### Task statement
Copy each line of the data below in which the word "wing" can be found.
** Opening Information block **
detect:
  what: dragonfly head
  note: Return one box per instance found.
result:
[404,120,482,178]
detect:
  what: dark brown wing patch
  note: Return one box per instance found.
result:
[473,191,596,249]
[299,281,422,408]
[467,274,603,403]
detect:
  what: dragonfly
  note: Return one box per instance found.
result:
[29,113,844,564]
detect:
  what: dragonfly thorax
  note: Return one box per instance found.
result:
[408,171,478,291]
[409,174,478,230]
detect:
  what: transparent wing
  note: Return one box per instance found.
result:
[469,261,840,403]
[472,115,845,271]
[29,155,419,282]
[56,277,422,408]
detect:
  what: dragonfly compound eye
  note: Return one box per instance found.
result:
** Closing Information block **
** Opening Information block **
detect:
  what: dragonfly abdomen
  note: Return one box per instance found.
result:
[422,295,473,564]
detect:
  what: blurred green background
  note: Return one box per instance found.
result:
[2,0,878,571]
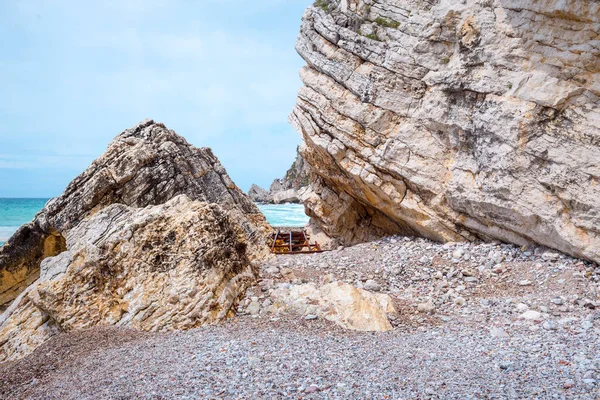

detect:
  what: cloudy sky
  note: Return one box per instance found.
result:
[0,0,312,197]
** Closing Information block **
### Exercise result
  what: dark brown wing patch
  what: transparent wing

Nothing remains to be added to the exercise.